- **What is expected**
Within the material below, locate the line with "Annotate each instance of the blurred person" and the line with "Annotate each instance of the blurred building", then return those two lines and all lines between them, exactly as written.

- **Input for this task**

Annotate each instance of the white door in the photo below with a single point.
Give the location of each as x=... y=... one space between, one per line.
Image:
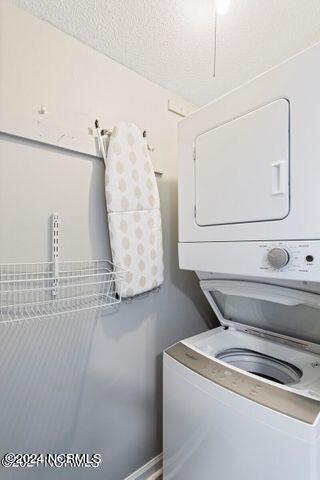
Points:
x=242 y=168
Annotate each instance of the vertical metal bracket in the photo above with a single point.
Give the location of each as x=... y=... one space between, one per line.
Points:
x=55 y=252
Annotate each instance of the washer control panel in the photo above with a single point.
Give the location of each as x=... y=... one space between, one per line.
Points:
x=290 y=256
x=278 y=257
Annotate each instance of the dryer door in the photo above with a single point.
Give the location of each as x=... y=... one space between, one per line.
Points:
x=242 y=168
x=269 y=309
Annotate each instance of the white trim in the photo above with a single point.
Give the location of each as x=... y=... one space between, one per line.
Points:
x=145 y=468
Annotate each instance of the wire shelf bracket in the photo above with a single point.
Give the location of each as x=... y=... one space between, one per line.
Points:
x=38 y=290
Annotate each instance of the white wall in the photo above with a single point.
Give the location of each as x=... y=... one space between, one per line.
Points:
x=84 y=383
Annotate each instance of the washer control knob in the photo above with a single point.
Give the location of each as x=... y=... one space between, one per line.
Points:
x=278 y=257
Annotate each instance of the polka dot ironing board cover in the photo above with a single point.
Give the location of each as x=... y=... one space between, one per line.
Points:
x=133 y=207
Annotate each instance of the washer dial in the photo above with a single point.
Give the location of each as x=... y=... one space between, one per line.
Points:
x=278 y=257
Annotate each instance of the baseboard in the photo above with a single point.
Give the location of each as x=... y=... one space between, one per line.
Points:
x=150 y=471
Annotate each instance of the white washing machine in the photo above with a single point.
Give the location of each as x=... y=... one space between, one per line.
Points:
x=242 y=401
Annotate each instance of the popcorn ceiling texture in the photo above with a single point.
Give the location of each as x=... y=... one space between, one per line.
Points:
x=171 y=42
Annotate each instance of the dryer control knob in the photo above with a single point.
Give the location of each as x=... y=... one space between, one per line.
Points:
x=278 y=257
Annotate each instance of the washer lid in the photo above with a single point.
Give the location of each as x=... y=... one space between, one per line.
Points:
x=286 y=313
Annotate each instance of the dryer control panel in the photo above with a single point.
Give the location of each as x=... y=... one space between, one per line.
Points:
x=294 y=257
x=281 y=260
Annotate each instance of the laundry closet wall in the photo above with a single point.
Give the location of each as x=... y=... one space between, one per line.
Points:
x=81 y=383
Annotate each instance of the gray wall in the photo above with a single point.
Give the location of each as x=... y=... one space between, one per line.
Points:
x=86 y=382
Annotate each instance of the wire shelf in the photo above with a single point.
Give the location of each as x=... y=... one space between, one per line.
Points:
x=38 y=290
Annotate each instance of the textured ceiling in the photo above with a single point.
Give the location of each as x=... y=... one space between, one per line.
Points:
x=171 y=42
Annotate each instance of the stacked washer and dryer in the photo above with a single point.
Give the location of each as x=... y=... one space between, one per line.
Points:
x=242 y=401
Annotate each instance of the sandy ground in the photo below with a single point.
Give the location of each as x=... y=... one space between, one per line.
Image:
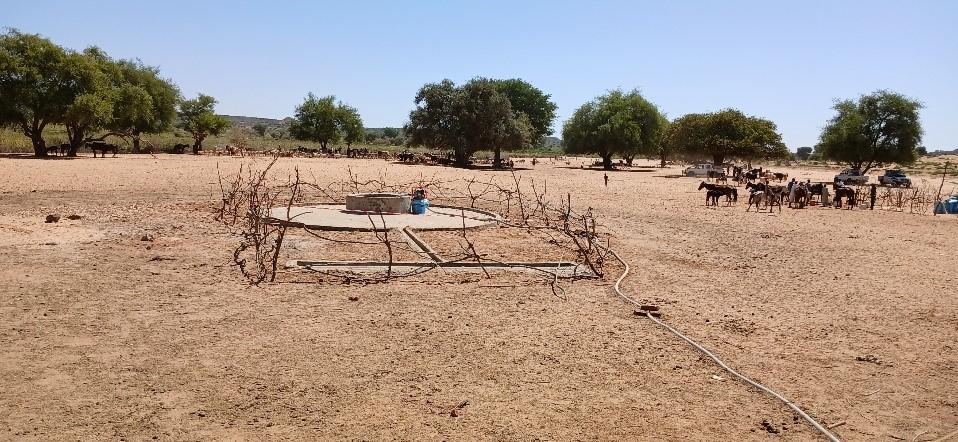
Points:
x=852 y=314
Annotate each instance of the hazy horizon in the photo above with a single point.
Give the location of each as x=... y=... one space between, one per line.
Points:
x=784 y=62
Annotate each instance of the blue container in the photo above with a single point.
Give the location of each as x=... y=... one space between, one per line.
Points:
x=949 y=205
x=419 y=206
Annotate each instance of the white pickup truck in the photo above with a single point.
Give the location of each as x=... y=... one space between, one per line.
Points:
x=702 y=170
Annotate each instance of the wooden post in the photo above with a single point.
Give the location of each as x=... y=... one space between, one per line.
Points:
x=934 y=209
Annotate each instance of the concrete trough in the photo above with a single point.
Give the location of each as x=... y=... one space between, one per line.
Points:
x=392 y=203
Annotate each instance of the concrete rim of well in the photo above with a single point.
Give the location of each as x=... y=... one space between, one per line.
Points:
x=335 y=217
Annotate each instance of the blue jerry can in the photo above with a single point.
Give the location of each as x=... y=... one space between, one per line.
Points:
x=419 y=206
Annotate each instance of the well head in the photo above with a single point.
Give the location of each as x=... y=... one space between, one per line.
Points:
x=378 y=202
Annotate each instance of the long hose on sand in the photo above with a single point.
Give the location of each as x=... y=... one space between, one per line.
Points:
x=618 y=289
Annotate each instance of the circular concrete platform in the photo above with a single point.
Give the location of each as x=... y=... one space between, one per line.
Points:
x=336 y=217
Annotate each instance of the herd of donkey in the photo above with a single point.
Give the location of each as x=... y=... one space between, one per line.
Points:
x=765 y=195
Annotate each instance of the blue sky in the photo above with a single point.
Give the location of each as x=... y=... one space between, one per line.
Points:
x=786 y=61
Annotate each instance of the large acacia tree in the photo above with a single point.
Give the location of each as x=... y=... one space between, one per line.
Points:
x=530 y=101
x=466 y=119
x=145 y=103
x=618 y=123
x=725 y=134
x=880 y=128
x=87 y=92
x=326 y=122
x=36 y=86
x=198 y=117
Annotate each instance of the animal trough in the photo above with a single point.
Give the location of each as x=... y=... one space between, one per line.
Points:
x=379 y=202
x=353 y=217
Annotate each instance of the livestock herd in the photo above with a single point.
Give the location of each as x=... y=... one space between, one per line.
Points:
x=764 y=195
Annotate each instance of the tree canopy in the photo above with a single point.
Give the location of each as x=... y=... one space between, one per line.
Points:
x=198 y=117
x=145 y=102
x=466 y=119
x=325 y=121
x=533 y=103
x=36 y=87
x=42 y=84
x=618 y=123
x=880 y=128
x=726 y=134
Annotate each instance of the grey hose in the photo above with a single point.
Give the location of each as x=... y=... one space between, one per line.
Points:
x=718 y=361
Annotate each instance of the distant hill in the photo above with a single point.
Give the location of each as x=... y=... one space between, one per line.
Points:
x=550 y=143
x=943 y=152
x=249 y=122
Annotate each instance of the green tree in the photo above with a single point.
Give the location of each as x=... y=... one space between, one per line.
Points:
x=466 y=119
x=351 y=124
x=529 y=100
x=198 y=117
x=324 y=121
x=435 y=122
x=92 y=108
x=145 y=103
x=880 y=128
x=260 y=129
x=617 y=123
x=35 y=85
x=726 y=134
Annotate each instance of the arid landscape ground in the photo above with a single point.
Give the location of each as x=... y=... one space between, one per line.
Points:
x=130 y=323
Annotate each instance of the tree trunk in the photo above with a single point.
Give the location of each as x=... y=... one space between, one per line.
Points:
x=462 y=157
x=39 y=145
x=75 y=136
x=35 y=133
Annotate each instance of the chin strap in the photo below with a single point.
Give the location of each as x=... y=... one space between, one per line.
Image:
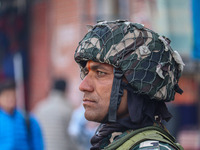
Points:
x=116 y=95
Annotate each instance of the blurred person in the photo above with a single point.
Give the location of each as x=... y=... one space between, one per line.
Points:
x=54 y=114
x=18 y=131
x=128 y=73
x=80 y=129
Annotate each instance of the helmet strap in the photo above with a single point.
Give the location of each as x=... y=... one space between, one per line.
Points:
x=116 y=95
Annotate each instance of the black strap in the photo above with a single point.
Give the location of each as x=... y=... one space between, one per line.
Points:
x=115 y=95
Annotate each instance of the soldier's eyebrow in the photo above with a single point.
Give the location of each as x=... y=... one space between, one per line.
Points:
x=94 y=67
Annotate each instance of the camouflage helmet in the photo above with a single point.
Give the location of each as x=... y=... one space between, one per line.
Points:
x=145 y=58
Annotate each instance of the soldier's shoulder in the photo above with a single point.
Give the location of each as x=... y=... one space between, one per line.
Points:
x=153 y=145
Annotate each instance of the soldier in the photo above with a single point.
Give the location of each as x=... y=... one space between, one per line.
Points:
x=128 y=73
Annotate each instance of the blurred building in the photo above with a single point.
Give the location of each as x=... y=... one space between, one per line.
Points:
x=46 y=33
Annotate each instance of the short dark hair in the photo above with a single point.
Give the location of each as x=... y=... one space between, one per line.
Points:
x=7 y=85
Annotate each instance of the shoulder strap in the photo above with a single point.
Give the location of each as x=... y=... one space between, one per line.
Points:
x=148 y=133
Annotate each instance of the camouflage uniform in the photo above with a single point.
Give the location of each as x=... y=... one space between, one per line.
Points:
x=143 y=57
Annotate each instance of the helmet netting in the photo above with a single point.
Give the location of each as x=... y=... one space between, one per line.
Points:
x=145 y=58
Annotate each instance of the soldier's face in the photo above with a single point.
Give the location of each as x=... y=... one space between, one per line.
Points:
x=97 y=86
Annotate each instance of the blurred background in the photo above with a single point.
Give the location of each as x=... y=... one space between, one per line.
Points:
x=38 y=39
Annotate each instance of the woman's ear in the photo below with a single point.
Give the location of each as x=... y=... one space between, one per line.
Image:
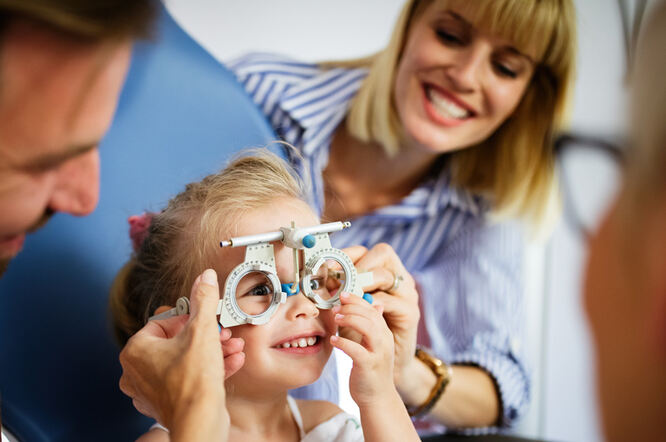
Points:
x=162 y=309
* * *
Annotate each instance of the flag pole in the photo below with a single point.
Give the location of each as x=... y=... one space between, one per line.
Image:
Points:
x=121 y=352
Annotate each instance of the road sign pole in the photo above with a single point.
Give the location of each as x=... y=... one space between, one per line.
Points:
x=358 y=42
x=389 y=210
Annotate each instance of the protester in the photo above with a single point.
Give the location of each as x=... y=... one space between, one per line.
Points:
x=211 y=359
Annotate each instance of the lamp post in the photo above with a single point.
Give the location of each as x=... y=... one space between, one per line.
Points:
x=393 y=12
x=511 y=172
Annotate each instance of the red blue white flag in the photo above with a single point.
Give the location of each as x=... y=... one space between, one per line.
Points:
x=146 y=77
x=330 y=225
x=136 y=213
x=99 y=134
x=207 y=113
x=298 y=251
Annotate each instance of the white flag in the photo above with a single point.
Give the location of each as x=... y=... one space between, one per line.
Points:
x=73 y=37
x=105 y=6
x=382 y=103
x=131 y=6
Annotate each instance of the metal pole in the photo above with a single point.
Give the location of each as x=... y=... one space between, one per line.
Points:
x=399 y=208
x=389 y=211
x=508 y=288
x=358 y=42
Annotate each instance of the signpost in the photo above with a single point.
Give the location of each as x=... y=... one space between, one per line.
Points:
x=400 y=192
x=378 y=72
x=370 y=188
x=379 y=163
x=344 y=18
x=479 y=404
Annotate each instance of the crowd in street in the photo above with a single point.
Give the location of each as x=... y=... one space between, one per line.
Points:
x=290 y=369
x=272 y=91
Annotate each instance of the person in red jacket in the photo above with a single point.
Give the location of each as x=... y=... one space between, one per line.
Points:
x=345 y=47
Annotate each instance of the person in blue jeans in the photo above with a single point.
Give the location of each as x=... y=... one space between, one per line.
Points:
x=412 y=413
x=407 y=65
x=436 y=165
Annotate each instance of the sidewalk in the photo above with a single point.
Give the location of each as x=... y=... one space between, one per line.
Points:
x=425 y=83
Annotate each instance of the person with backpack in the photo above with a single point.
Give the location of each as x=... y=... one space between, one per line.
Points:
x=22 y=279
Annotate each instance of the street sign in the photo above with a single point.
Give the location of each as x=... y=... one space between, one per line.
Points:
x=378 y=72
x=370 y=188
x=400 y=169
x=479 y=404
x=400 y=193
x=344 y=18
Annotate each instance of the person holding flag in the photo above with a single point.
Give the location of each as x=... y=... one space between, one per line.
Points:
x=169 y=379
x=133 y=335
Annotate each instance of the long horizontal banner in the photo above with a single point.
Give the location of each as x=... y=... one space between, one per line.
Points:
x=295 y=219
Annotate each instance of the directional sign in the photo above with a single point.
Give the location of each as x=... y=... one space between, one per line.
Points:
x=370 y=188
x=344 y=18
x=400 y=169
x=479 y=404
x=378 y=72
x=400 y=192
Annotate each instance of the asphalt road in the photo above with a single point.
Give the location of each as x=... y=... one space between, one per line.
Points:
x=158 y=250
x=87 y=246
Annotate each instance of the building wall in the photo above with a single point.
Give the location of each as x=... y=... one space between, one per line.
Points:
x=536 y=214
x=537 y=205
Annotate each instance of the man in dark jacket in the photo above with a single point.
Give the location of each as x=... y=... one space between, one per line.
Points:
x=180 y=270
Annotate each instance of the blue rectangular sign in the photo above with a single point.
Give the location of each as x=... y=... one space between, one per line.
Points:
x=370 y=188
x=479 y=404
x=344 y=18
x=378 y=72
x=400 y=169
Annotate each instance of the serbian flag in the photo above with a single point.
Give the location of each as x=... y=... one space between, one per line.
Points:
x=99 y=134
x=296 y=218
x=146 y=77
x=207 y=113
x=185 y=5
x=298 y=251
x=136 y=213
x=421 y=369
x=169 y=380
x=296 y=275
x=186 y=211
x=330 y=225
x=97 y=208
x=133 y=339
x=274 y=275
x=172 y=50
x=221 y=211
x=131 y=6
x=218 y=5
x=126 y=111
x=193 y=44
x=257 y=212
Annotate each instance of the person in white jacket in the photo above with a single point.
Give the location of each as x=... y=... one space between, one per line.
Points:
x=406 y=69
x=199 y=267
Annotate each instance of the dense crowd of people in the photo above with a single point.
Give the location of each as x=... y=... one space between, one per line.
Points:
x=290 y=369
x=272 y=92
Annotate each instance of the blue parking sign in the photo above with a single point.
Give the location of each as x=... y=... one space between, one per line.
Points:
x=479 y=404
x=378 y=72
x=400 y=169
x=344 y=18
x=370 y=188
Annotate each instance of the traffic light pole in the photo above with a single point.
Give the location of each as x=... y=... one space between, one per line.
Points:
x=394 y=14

- **The completed task**
Annotate each instance of the blurred person in the photo above with a single point.
Give the location of each as x=... y=... one space between, one per line.
Points:
x=54 y=114
x=18 y=131
x=128 y=73
x=80 y=129
Annotate each instance of the helmet strap in the photo above with a single point.
Give the location of each as x=... y=... one space between, one per line.
Points:
x=116 y=95
Annotate each instance of the black strap in the photo above with a single point.
Give the location of each as x=... y=... one space between, one per line.
Points:
x=115 y=95
Annotate each instance of the soldier's eyebrow in the photo above with a single point.
Give the location of each as x=... y=... one space between, one per line.
Points:
x=94 y=67
Annotate each instance of the camouflage helmet in the photo above with a single point.
Give the location of each as x=... y=... one space between, one per line.
Points:
x=145 y=58
Annotate each instance of the soldier's shoulder in the photo above with a single point.
Give the location of each as x=... y=... one space between, one per line.
Points:
x=153 y=145
Annotate each instance of the soldier in the photo above with a single point.
Give the location of each as x=... y=... one space between, one per line.
Points:
x=128 y=73
Annotate each instance of the blurred building in the photo above with a single point.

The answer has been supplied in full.